[Saved entries]
⟨
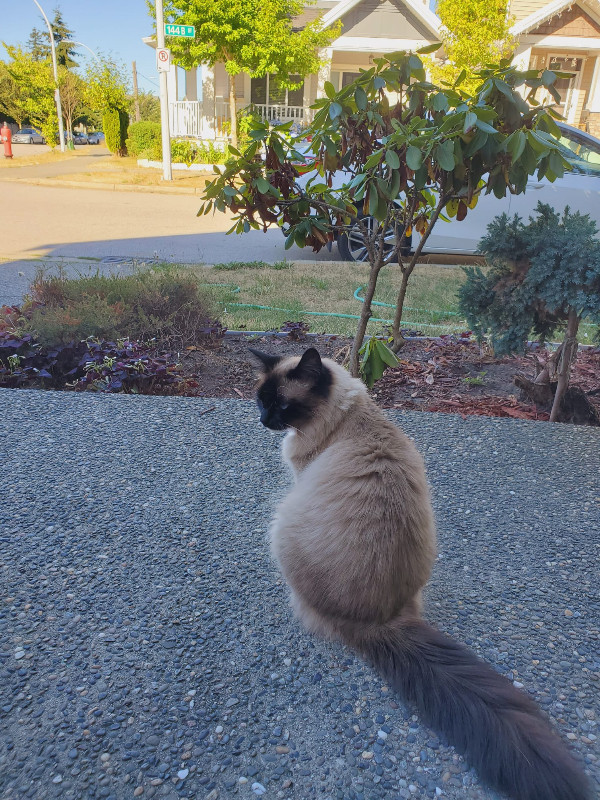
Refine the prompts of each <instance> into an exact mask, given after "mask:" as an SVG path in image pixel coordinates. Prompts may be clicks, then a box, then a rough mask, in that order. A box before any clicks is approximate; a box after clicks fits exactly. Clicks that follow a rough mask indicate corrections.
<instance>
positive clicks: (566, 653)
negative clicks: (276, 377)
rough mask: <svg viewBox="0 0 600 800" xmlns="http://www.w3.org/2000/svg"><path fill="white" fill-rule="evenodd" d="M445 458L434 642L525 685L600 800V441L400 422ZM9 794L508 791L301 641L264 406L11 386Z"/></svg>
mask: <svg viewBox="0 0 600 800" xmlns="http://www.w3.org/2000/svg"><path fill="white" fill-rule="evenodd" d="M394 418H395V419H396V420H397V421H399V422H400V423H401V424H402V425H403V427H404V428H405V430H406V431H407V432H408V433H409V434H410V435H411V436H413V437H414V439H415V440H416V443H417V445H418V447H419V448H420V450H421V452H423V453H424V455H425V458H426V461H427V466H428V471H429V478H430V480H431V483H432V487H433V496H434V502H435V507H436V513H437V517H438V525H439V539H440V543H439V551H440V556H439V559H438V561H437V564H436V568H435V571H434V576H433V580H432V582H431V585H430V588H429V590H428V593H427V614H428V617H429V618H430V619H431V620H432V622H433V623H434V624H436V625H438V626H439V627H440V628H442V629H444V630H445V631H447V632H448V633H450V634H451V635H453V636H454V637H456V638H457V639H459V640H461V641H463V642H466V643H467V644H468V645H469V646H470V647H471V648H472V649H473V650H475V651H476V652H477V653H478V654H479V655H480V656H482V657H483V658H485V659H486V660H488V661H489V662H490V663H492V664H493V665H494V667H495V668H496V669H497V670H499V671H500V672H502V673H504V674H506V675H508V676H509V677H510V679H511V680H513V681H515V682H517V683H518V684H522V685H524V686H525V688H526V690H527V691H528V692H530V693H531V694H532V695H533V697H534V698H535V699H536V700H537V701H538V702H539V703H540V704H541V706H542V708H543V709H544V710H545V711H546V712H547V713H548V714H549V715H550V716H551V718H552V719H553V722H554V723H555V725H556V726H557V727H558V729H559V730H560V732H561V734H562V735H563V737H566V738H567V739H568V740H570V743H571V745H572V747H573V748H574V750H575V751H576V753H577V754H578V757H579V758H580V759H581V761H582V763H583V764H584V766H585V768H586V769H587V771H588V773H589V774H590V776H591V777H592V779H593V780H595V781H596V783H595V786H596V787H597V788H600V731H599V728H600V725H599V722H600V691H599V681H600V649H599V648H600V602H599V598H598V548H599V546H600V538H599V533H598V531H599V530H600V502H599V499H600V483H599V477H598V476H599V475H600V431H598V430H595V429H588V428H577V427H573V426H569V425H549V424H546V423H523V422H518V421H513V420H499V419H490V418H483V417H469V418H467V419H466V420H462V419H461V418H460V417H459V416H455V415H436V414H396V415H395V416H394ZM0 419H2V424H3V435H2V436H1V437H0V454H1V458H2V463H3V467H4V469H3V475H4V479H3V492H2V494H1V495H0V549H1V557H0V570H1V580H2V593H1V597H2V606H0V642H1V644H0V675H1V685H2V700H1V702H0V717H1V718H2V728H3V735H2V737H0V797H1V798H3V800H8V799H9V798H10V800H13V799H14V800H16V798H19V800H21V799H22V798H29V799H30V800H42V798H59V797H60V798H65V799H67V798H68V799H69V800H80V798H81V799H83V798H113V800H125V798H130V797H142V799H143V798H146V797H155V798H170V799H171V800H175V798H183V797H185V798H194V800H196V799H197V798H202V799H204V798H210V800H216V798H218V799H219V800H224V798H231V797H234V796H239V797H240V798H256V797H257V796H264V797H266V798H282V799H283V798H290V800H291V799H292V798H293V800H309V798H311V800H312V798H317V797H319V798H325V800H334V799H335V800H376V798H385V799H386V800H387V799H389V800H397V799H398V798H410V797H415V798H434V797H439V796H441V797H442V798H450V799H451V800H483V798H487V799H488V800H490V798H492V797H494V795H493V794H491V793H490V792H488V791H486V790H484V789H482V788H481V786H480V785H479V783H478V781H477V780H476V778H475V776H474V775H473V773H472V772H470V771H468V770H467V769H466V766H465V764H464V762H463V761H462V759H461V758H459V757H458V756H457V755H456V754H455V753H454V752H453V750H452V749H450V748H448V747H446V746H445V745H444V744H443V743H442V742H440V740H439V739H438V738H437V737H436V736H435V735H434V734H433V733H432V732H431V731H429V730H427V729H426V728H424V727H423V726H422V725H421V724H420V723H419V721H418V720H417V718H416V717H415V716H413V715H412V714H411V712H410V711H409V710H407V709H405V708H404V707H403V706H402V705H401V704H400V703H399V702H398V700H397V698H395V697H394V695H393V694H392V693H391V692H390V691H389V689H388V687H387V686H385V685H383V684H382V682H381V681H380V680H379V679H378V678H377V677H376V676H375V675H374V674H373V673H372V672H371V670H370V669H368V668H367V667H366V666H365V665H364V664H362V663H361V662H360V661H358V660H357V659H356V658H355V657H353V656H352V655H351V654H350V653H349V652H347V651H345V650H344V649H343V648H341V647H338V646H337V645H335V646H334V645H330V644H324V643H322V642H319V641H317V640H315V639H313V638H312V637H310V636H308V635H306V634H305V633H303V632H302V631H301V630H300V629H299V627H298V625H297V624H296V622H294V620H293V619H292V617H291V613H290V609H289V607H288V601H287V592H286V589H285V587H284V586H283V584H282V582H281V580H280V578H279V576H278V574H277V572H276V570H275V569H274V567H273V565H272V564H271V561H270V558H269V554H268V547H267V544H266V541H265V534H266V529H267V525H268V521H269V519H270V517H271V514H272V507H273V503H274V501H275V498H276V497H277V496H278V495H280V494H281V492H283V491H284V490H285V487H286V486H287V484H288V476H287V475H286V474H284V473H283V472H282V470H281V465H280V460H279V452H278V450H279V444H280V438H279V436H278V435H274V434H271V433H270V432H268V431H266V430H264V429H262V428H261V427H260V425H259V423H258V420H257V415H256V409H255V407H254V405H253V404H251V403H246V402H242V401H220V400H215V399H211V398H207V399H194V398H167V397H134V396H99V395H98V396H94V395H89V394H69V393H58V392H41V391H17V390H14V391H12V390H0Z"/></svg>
⟩
AIM OF THE EXERCISE: Please output the entries above exactly, leaving out every picture.

EXERCISE ANSWER:
Refine the prompts of each <instance> into an exact mask, given after "mask:" as an SVG path in image pixel coordinates. Prompts may be clicks, then a box, then a rough mask, in that order. A box before any clicks is approximate; a box after clicks fits exactly. Clicks that follow a rough mask indicate corrections.
<instance>
positive clicks: (566, 653)
negative clicks: (276, 377)
rough mask: <svg viewBox="0 0 600 800" xmlns="http://www.w3.org/2000/svg"><path fill="white" fill-rule="evenodd" d="M445 458L434 642L525 685L600 800V441L400 422ZM9 794L508 791L301 641L264 406L11 386Z"/></svg>
mask: <svg viewBox="0 0 600 800" xmlns="http://www.w3.org/2000/svg"><path fill="white" fill-rule="evenodd" d="M394 418H395V419H396V420H397V421H399V422H400V423H401V424H402V425H403V427H404V428H405V430H406V431H407V432H408V433H409V434H410V435H411V436H413V437H414V439H415V440H416V443H417V445H418V447H419V448H420V450H421V452H423V453H424V455H425V458H426V461H427V466H428V471H429V478H430V480H431V483H432V487H433V496H434V502H435V507H436V513H437V517H438V525H439V539H440V543H439V551H440V556H439V559H438V561H437V564H436V568H435V571H434V576H433V580H432V582H431V585H430V588H429V590H428V593H427V614H428V617H429V618H430V619H431V620H432V622H433V623H434V624H436V625H438V626H439V627H440V628H442V629H444V630H445V631H447V632H448V633H450V634H451V635H453V636H454V637H456V638H457V639H459V640H461V641H463V642H466V643H467V644H468V645H469V646H470V647H471V648H472V649H473V650H475V651H476V652H477V653H478V654H479V655H480V656H482V657H483V658H485V659H486V660H488V661H489V662H490V663H492V664H493V665H494V667H495V668H496V669H497V670H499V671H500V672H502V673H504V674H506V675H508V676H509V677H510V679H511V680H513V681H515V682H517V683H518V684H522V685H524V686H525V688H526V690H527V691H528V692H530V693H531V694H532V695H533V697H534V698H535V699H536V700H537V701H538V702H539V703H540V704H541V706H542V708H543V709H544V710H545V711H546V712H547V713H548V714H549V715H550V716H551V718H552V719H553V722H554V723H555V725H556V726H557V727H558V729H559V730H560V732H561V734H562V735H563V737H566V738H567V739H568V740H570V743H571V745H572V747H573V748H574V750H575V751H576V753H577V754H578V757H579V758H580V759H581V761H582V763H583V764H584V766H585V768H586V769H587V771H588V773H589V774H590V776H591V777H592V779H593V780H595V781H596V783H595V786H596V787H597V788H600V731H599V728H600V725H599V722H600V691H599V681H600V649H599V648H600V602H599V598H598V548H599V546H600V538H599V533H598V531H599V530H600V502H599V499H600V483H599V477H598V476H599V475H600V431H598V430H595V429H588V428H577V427H573V426H569V425H549V424H546V423H523V422H518V421H513V420H499V419H490V418H483V417H469V418H467V419H466V420H462V419H461V418H460V417H459V416H455V415H436V414H396V415H395V416H394ZM0 419H2V424H3V435H2V436H1V437H0V454H1V458H2V463H3V467H4V469H3V475H4V479H3V492H2V494H1V495H0V549H1V557H0V570H1V580H2V593H1V597H2V606H0V642H1V644H0V675H1V685H2V700H1V702H0V717H1V718H2V728H3V735H2V737H0V797H1V798H3V800H8V799H9V798H10V800H13V799H14V800H16V798H19V800H21V799H22V798H29V799H30V800H42V798H59V797H60V798H65V799H67V798H68V799H69V800H80V798H81V799H83V798H113V800H125V798H130V797H142V799H143V798H146V797H155V798H170V799H171V800H175V798H183V797H185V798H194V800H196V799H197V798H202V799H204V798H210V800H216V798H218V799H219V800H224V798H231V797H234V796H239V797H240V798H256V797H257V796H264V797H266V798H282V799H283V798H290V800H291V799H292V798H293V800H309V798H311V800H312V798H317V797H319V798H325V800H334V799H335V800H376V798H385V799H386V800H387V799H389V800H397V799H398V798H410V797H415V798H434V797H439V796H441V797H442V798H450V799H451V800H483V798H487V799H488V800H490V798H492V797H494V795H493V794H491V793H490V792H488V791H486V790H484V789H482V788H481V786H480V785H479V783H478V781H477V780H476V778H475V776H474V775H473V773H472V772H470V771H468V770H467V769H466V766H465V764H464V762H463V761H462V759H461V758H459V757H458V756H457V755H456V754H455V753H454V752H453V750H452V749H450V748H448V747H446V746H445V745H444V744H443V743H442V742H440V740H439V739H438V738H437V737H436V736H435V735H434V734H433V733H432V732H431V731H429V730H427V729H426V728H424V727H423V726H422V725H421V724H420V723H419V721H418V720H417V718H416V717H415V716H413V715H412V714H411V712H410V711H409V710H407V709H405V708H404V707H403V706H402V705H401V704H400V703H399V702H398V700H397V698H395V697H394V695H393V694H392V693H391V692H390V691H389V689H388V687H387V686H385V685H383V684H382V682H381V681H380V680H379V679H378V678H377V677H376V676H375V675H374V674H373V673H372V672H371V670H370V669H368V668H367V667H366V666H365V665H364V664H362V663H361V662H360V661H358V660H357V659H356V658H355V657H353V656H352V655H351V654H350V653H349V652H347V651H345V650H344V649H343V648H341V647H338V646H337V645H335V646H334V645H330V644H324V643H322V642H319V641H317V640H315V639H313V638H312V637H310V636H308V635H306V634H305V633H303V632H302V631H301V630H300V629H299V627H298V625H297V624H296V622H294V620H293V619H292V617H291V613H290V609H289V607H288V601H287V592H286V589H285V587H284V586H283V584H282V582H281V580H280V578H279V576H278V574H277V572H276V570H275V569H274V567H273V565H272V564H271V561H270V558H269V554H268V547H267V544H266V541H265V534H266V529H267V525H268V521H269V519H270V517H271V514H272V507H273V503H274V501H275V498H276V497H277V496H278V495H280V494H281V492H283V491H284V490H285V487H286V486H287V484H288V476H287V475H286V474H284V473H283V472H282V470H281V465H280V460H279V452H278V450H279V444H280V438H279V436H278V435H274V434H271V433H270V432H268V431H266V430H264V429H262V428H261V427H260V425H259V423H258V420H257V415H256V409H255V407H254V405H253V404H251V403H246V402H242V401H220V400H215V399H211V398H207V399H194V398H167V397H134V396H99V395H98V396H94V395H89V394H69V393H58V392H41V391H17V390H14V391H12V390H0Z"/></svg>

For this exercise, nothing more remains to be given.